BEGIN Exercise text

One proposal, which was approved by the Indiana House on Wednesday, would require classroom materials to be posted online and vetted by parent review committees, and restrict teaching about racism and politics.

It would also limit what teachers can say in class on sensitive subjects, prohibiting them from using materials that “present any form of racial or sex-stereotyping or blame on the basis of sex, race, ethnicity, religion, color, national origin, or political affiliation.”

The bill now heads to the Senate, where it could be taken up as early as next week.

House lawmakers on Tuesday rolled back the bill’s language a second time to address ongoing concerns raised by teachers and education advocates during Statehouse testimony in recent weeks.

While the amended bill stipulates that schools must still post class materials online, educators are only required to post “bibliographic materials,” rather than daily lesson plans. Any “pre-planned” curriculum for the academic year would need to be made available on the school’s website or online learning management system by Aug. 1, annually.

A provision allowing lawsuits if a school doesn’t respond to complaints about teachers was also amended to cap civil damages for violations at $1,000. Allegations would still be subject to a statute of limitation of 30 business days and must show “willful or wanton” violations of the law, according to the amended bill.

A failed amendment by Democratic Rep. Ed DeLaney of Indianapolis — who said the bill would lead to increased litigation — would have made the state responsible for legal fees, rather than school districts.

“We’re afraid of change. We want to tell our kids everything’s alright the way it is … And we want to tell some parents that if you think the teacher went a step too far, go make a complaint,” DeLaney said Wednesday. “So what do we want our kids to do? We don’t want them to be woke. We want them to be asleep. That’s what this bill proposes — put our kids, and their minds and their futures to sleep.”

Republican Rep. Tony Cook of Cicero, who authored the bill, argued his goal is to “empower parents” by increasing transparency around classroom curricula, while still allowing for the teaching of historical injustices.

“All measures in this bill are required to ensure that parents have opportunity to be aware, in real time, of what and how material is being taught in their students’ classrooms,” Cook said.

END Exercise text
BEGIN The data

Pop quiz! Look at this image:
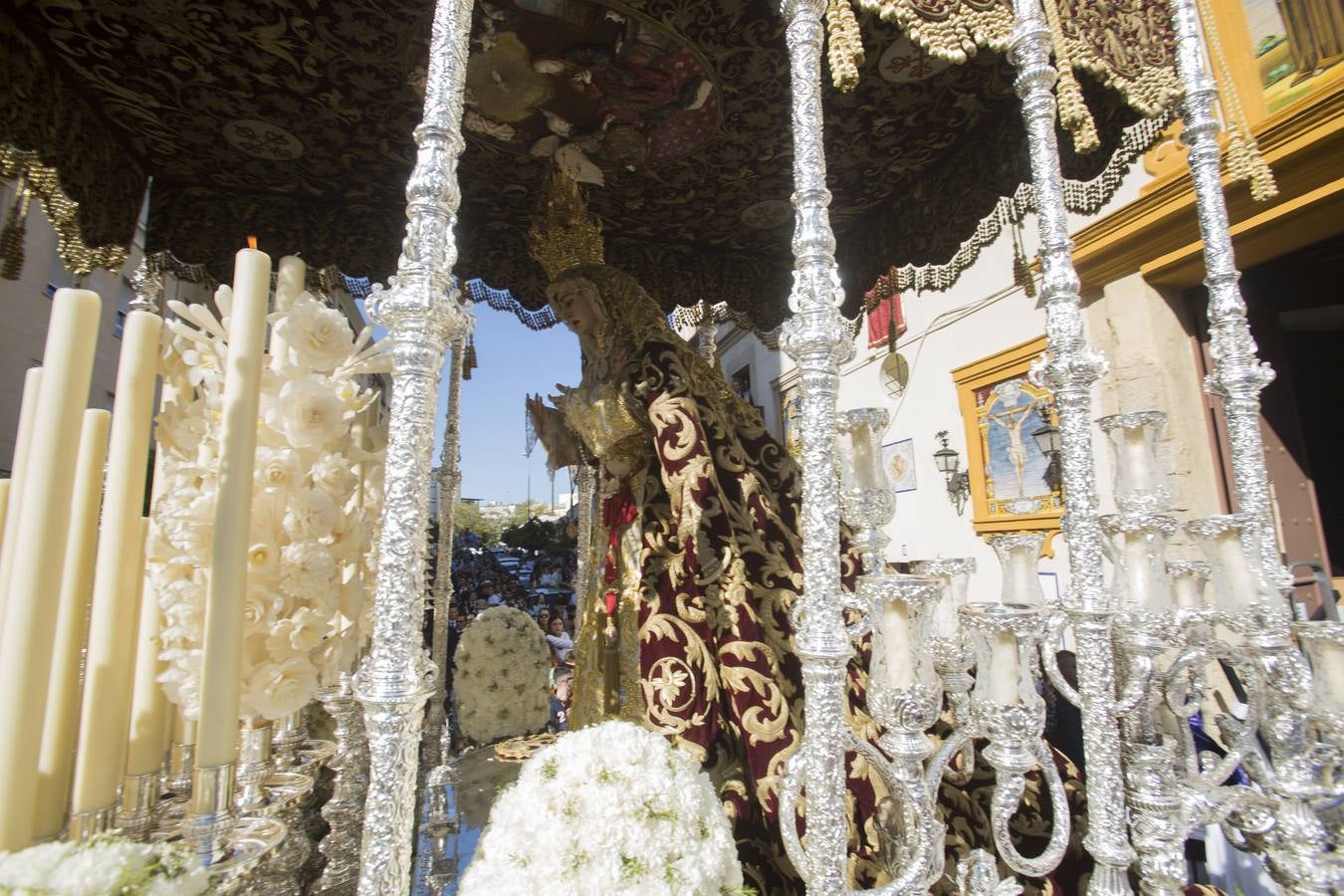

END The data

• [What this exercise asks]:
1 - From the text on the Indiana education bill, copy out the passage that begins at the words "The bill now" and stops after the words "Aug. 1, annually.".
2 - Answer these questions from the text on the Indiana education bill:
(a) By what date each year must any "pre-planned" curriculum be made available online?
(b) At what amount does the amended bill cap civil damages for violations?
(c) Who authored the bill?

• [Responses]:
1 -
The bill now heads to the Senate, where it could be taken up as early as next week.

House lawmakers on Tuesday rolled back the bill’s language a second time to address ongoing concerns raised by teachers and education advocates during Statehouse testimony in recent weeks.

While the amended bill stipulates that schools must still post class materials online, educators are only required to post “bibliographic materials,” rather than daily lesson plans. Any “pre-planned” curriculum for the academic year would need to be made available on the school’s website or online learning management system by Aug. 1, annually.

2 -
(a) Aug. 1.
(b) $1,000.
(c) Republican Rep. Tony Cook of Cicero.